> [Instruction] Can the lines below, from the one that holds "Where can the shallow" to the very end, be echoed exactly, with both ends included and no pictures?

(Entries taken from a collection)

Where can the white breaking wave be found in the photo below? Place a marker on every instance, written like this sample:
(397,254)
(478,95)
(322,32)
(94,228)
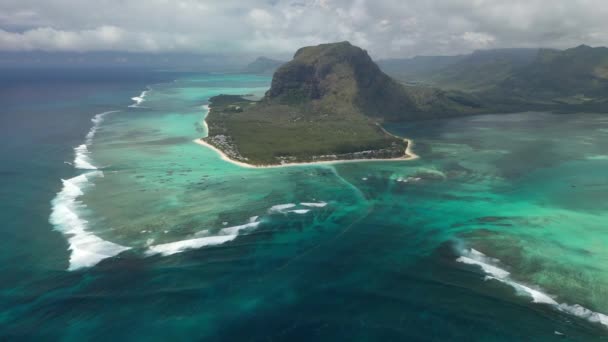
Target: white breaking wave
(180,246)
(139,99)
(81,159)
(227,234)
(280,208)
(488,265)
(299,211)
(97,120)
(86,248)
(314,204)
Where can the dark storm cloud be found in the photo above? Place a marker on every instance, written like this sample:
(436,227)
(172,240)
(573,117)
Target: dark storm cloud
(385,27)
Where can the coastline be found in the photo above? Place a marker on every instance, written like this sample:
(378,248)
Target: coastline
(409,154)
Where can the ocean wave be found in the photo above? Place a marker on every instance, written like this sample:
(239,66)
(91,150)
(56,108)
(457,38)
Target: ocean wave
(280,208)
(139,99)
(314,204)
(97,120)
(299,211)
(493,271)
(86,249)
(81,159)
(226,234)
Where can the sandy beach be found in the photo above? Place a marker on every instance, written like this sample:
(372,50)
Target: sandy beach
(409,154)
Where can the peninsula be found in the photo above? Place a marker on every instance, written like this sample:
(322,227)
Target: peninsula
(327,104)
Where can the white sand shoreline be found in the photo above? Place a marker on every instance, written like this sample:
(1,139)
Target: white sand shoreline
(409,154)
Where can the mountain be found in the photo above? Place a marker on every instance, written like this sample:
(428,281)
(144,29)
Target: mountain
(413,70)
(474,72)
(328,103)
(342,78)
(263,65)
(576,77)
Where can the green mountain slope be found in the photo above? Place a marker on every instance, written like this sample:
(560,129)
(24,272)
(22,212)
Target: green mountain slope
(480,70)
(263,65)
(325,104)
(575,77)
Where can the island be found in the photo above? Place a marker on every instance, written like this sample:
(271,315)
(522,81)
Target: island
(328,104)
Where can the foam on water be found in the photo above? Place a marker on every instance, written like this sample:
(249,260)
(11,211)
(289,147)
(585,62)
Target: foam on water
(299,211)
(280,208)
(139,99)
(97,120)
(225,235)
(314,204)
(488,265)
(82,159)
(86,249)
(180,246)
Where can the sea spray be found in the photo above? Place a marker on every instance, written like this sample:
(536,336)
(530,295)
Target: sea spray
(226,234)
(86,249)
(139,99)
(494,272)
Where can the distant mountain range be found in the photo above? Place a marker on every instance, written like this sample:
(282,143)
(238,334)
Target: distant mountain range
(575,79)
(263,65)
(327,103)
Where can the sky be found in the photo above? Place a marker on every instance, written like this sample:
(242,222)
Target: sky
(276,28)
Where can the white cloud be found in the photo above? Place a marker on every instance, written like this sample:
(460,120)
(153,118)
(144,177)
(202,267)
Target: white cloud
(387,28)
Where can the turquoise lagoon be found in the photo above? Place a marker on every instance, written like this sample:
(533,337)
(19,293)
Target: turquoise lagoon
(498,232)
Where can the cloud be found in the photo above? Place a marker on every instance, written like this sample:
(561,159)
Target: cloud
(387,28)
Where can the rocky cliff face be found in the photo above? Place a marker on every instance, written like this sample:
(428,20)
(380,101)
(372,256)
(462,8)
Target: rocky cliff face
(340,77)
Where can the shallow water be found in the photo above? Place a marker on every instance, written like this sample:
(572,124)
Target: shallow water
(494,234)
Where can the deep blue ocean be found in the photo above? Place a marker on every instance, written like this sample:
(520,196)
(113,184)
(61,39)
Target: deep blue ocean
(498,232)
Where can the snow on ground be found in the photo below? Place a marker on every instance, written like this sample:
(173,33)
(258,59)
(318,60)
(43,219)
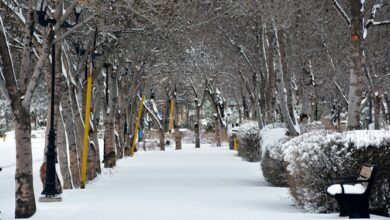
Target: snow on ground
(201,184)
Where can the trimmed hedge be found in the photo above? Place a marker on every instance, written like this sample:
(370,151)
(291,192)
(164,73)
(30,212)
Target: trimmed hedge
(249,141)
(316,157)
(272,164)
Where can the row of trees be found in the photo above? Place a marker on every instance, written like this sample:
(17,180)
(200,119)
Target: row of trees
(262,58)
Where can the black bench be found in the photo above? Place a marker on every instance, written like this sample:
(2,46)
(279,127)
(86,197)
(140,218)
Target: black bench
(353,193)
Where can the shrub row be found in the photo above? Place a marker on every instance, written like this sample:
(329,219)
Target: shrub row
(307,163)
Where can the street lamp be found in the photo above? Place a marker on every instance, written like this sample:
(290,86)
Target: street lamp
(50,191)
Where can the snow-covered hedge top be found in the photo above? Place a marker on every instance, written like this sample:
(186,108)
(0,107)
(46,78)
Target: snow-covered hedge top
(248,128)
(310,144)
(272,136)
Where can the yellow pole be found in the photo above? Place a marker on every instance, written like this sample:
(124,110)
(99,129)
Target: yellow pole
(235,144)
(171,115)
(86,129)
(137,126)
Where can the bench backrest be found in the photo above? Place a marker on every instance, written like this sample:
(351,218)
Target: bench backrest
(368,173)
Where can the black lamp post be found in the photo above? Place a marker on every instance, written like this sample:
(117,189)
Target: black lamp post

> [In response]
Where can the shallow water be found in the photo above? Place a marker on every instance, written like this sample:
(572,124)
Target: shallow water
(494,234)
Where can the deep blue ocean be found in the photo above? Place a marker on every instance, written like this sample:
(520,196)
(113,184)
(61,39)
Target: deep blue ocean
(498,232)
Where can the snow on ground be found in the photo below? Place a marker on every instance, written like this sample:
(173,33)
(258,59)
(318,60)
(43,219)
Target: snow on ground
(201,184)
Where can the trimmed hedge be found in the photo above? Place a marker on every instance, written like this sample:
(370,151)
(291,192)
(164,73)
(30,212)
Target: trimmed hedge
(249,141)
(316,157)
(272,164)
Where can the row of trees be found in the photo above? Place a marker on every instance, written like this sample:
(17,180)
(200,119)
Target: row of trees
(262,58)
Where can the black bench be found in the photo above? Place a marker on every instance, written like this sample:
(2,46)
(279,127)
(86,197)
(140,218)
Target: black bench
(353,193)
Where can the shrub row be found in the photo above? Place a marker on every instance, written like this sample:
(329,219)
Target: shrub row
(307,163)
Where can the street lamp be found in the photo above? Place a marker on every instance, written like this sample:
(290,86)
Target: street lamp
(50,191)
Where can the snow-covered hedge top be found in the photo above? Place a marker on every instance, written like this sample:
(186,108)
(0,107)
(46,78)
Target: snow-covered hedge top
(248,128)
(310,144)
(272,136)
Where can the yellow pole be found in the photo above? Place a marker on every instance, written like this sample:
(124,110)
(99,129)
Target: yellow pole
(235,144)
(171,115)
(86,129)
(137,126)
Where can the bench backrest be found in the photo above? Place a marker on every instance, written like this sample:
(351,218)
Target: bench backrest
(368,173)
Where can the black lamp post be found in the photo above? Place a marker on every instance, written like this sample:
(117,189)
Target: black lamp post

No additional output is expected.